EXERCISE: Render every line of the records below as a JSON list of strings, one string per line and no blank lines. Leave the pictures out of your answer.

-- start EXTRACTED DATA --

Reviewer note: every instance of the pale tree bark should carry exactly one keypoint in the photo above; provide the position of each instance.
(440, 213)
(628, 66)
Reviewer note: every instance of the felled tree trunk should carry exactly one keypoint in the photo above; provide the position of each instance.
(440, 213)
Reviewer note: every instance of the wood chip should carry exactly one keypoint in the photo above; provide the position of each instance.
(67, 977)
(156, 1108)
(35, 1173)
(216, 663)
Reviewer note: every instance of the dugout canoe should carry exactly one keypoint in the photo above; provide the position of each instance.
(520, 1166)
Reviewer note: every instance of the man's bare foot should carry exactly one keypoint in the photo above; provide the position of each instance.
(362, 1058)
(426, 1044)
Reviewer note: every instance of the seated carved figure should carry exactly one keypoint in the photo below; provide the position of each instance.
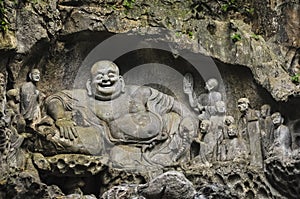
(130, 124)
(282, 137)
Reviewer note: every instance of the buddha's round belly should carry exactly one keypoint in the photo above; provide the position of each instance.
(136, 126)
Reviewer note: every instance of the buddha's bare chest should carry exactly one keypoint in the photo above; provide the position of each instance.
(114, 109)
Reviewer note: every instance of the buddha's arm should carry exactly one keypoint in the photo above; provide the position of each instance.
(66, 127)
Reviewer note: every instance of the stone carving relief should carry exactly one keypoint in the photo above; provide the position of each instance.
(110, 129)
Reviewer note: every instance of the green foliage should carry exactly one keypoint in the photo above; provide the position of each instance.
(190, 34)
(3, 19)
(128, 4)
(296, 78)
(250, 11)
(236, 37)
(255, 36)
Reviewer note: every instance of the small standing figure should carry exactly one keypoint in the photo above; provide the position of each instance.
(267, 128)
(228, 123)
(249, 131)
(282, 137)
(30, 99)
(2, 94)
(205, 104)
(236, 148)
(208, 144)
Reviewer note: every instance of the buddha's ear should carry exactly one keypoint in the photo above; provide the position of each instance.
(89, 87)
(123, 83)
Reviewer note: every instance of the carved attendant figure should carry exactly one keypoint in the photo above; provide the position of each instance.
(30, 99)
(282, 137)
(205, 104)
(2, 94)
(267, 127)
(249, 130)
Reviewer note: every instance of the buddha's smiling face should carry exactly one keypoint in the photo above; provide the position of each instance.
(106, 82)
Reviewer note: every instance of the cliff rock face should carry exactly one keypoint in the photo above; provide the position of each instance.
(250, 46)
(260, 36)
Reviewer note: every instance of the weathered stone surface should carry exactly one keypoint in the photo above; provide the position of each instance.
(55, 36)
(283, 174)
(70, 164)
(208, 34)
(168, 185)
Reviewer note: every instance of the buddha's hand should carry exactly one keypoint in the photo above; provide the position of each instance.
(67, 129)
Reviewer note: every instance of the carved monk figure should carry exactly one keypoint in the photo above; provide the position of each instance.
(2, 93)
(282, 137)
(205, 104)
(249, 131)
(30, 99)
(130, 123)
(266, 126)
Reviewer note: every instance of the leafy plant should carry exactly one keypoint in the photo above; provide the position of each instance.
(128, 4)
(250, 10)
(296, 78)
(231, 4)
(191, 34)
(3, 19)
(236, 37)
(255, 36)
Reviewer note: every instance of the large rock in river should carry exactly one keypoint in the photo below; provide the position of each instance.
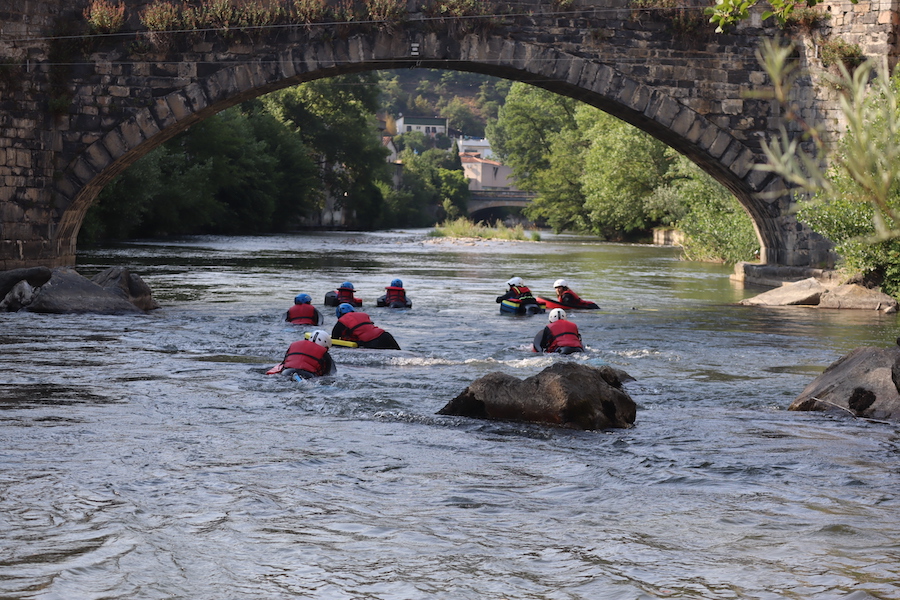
(69, 292)
(568, 394)
(34, 276)
(126, 285)
(862, 383)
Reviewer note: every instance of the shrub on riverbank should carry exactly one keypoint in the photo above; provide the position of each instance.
(463, 227)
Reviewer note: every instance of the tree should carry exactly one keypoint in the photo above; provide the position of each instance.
(849, 191)
(622, 168)
(715, 225)
(335, 118)
(460, 116)
(560, 202)
(522, 135)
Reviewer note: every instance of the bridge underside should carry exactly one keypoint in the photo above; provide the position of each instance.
(70, 158)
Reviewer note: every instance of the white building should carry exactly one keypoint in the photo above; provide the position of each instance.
(485, 174)
(430, 126)
(475, 145)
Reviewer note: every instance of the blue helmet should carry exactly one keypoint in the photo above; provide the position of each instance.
(343, 309)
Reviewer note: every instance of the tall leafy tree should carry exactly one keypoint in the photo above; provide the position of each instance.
(335, 118)
(523, 133)
(622, 168)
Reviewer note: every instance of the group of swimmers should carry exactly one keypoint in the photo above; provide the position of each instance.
(309, 357)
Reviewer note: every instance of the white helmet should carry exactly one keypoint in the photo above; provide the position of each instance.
(321, 338)
(556, 314)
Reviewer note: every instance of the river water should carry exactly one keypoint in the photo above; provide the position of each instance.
(151, 457)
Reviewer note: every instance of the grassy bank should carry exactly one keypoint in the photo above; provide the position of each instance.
(463, 227)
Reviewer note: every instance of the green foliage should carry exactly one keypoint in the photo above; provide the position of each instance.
(856, 201)
(460, 116)
(593, 172)
(462, 227)
(104, 17)
(805, 19)
(335, 117)
(467, 100)
(622, 168)
(715, 225)
(388, 12)
(836, 51)
(728, 13)
(435, 182)
(523, 133)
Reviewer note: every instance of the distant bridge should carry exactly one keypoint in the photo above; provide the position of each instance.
(485, 199)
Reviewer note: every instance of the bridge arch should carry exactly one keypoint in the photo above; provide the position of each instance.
(699, 112)
(715, 149)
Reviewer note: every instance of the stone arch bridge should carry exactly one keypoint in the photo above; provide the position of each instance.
(75, 112)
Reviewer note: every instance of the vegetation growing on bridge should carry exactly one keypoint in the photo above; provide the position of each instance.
(855, 201)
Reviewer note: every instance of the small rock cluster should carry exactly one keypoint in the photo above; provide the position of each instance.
(812, 292)
(62, 290)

-- end EXTRACTED DATA --

ANSWER TO THIS EXERCISE:
[
  "Reviewer note: every instance of the pale tree bark should carry exactly one keypoint in the photo above; provide the position of each instance.",
  "(440, 213)",
  "(628, 66)",
  "Reviewer note: every instance of the felled tree trunk should carry exactly one keypoint in the photo above; provide the position of each instance.",
  "(440, 213)",
  "Reviewer note: every instance of the wood chip should carry exactly one keypoint in the photo above; provide the position of each instance.",
  "(67, 977)",
  "(156, 1108)",
  "(35, 1173)",
  "(216, 663)",
  "Reviewer note: every instance of the dugout canoe should carry exactly one keypoint in the photo above; provide the position of each instance.",
  "(520, 1166)",
  "Reviewer note: every instance of the man's bare foot should carry exactly one keypoint in the photo above; provide the position of each instance.",
  "(362, 1058)",
  "(426, 1044)",
  "Reviewer note: every instance of the seated carved figure should carry exactly one keypoint in the photo below; provide the position of each instance.",
  "(130, 124)",
  "(282, 137)",
  "Reviewer note: every instance of the buddha's round belly should carry exactly one keypoint in the photo above; provide the position of each instance.",
  "(136, 126)",
  "Reviewer note: every instance of the buddha's bare chest should carry exactly one keypoint in the photo above; provide the position of each instance.",
  "(114, 109)",
  "Reviewer note: every instance of the buddha's arm should carry exactly one keypoint in the photo above; provide the position of each instance.",
  "(66, 127)",
  "Reviewer note: every instance of the stone carving relief should carry exactly one keypoint in the photo above; provide the position of each instance.",
  "(110, 129)",
  "Reviewer note: every instance of the green foliage should carry exactly one keypoint in the photo above; provide the position of each instance.",
  "(190, 34)",
  "(3, 19)",
  "(128, 4)",
  "(296, 78)",
  "(250, 11)",
  "(236, 37)",
  "(255, 36)",
  "Reviewer note: every instance of the small standing figure should carry exactly one keypoint in the photo above; provide the position of each instance.",
  "(267, 128)",
  "(228, 123)",
  "(249, 131)",
  "(282, 137)",
  "(30, 99)",
  "(2, 94)",
  "(205, 104)",
  "(236, 148)",
  "(208, 144)",
  "Reviewer note: every instance of the buddha's ear should carry exactly one keypoint in the photo above; provide the position of each instance.",
  "(89, 87)",
  "(123, 83)",
  "Reviewer note: every instance of the carved attendant figure should carry exactly one keypoint in the photo above; provide the position of each instance.",
  "(30, 99)",
  "(282, 137)",
  "(205, 104)",
  "(2, 94)",
  "(267, 127)",
  "(249, 130)",
  "Reviewer note: every instance of the buddha's smiling face should carry exactly one keypoint in the photo above; provide the position of each instance.",
  "(106, 82)",
  "Reviewer note: every instance of the cliff rock face should carry exactly one keypoint in the photo above; provide the position of each instance.",
  "(250, 46)",
  "(260, 36)",
  "Reviewer note: every instance of the weathered stone surface should carry exactly one keypoint in the photo above; provide the position of each instance.",
  "(55, 36)",
  "(283, 174)",
  "(70, 164)",
  "(208, 34)",
  "(168, 185)",
  "Reviewer note: every instance of the buddha's hand should carry exactly one keypoint in the photo above; provide the position of each instance.",
  "(67, 129)",
  "Reviewer note: every instance of the carved monk figure should carry exactly one keypoint in the photo above; provide the position of each instance.",
  "(2, 93)",
  "(282, 137)",
  "(205, 104)",
  "(249, 131)",
  "(30, 99)",
  "(130, 123)",
  "(266, 126)",
  "Reviewer note: every instance of the leafy plant should carry exactly one keypoint in the photo above; provide the position of each instance.",
  "(128, 4)",
  "(250, 10)",
  "(296, 78)",
  "(231, 4)",
  "(191, 34)",
  "(3, 19)",
  "(236, 37)",
  "(255, 36)",
  "Reviewer note: every instance of the large rock in river should carry exactly one keypoint in the photo below; provide the position of each instance.",
  "(69, 292)",
  "(568, 394)",
  "(34, 276)",
  "(126, 285)",
  "(862, 383)",
  "Reviewer note: every instance of the shrub on riverbank should carry exactly one keypoint in the photo above; provide the position of each instance.",
  "(463, 227)",
  "Reviewer note: every instance of the tree should carry exactly one keypoint in the photo above; provide the position of each instance.",
  "(849, 191)",
  "(622, 168)",
  "(715, 225)",
  "(335, 118)",
  "(460, 116)",
  "(560, 202)",
  "(522, 135)",
  "Reviewer note: every instance of the bridge underside should carry exactly one keypoint in the photo above; provide the position of each instance.",
  "(70, 158)",
  "Reviewer note: every instance of the white building should carry exactly one keypoint in the photo above; provide the position of each instance.",
  "(485, 174)",
  "(430, 126)",
  "(475, 145)",
  "Reviewer note: every instance of the blue helmet should carry exactly one keypoint in the photo above; provide the position of each instance.",
  "(343, 309)",
  "Reviewer note: every instance of the tall leafy tree should carry exactly one keypoint in the photo above; provide the position of each instance.",
  "(335, 118)",
  "(523, 133)",
  "(622, 168)",
  "Reviewer note: every instance of the group of swimmers should carry exactly one keypoint in the photo above; provide the position of each instance.",
  "(309, 357)",
  "Reviewer note: every instance of the white helmet should carry exactly one keypoint in the photo above; provide the position of each instance.",
  "(321, 338)",
  "(556, 314)",
  "Reviewer note: every instance of the river water should carry exactly one keypoint in the photo above; provide the position of each instance.",
  "(151, 457)",
  "Reviewer note: every instance of the grassy bank should carry exactly one keypoint in the photo above; provide the position of each instance.",
  "(463, 227)",
  "Reviewer note: every instance of the green foliage should carry exactly one keypoint in the photo above; provide the position of each instance.",
  "(856, 201)",
  "(460, 116)",
  "(593, 172)",
  "(462, 227)",
  "(104, 17)",
  "(805, 19)",
  "(335, 117)",
  "(467, 100)",
  "(622, 168)",
  "(715, 225)",
  "(388, 12)",
  "(836, 51)",
  "(728, 13)",
  "(435, 182)",
  "(523, 133)",
  "Reviewer note: every instance of the distant bridge should carry exactly one keypoint in the photo above; provide the position of each instance.",
  "(485, 199)",
  "Reviewer note: every instance of the bridge arch should carry exactly one keypoint in the photo above; provide the position of each instance.",
  "(699, 112)",
  "(715, 149)",
  "Reviewer note: every instance of the stone arch bridge should carry exactly one keypoint in the photo above; provide the position of each instance.",
  "(75, 112)",
  "Reviewer note: every instance of the vegetation growing on bridge should carry exactly one keypoint in the photo above; provide the position of each instance.",
  "(855, 201)",
  "Reviewer note: every instance of the small rock cluster should carry exactly one keypoint in the photo above; provide the position of each instance.",
  "(812, 292)",
  "(62, 290)"
]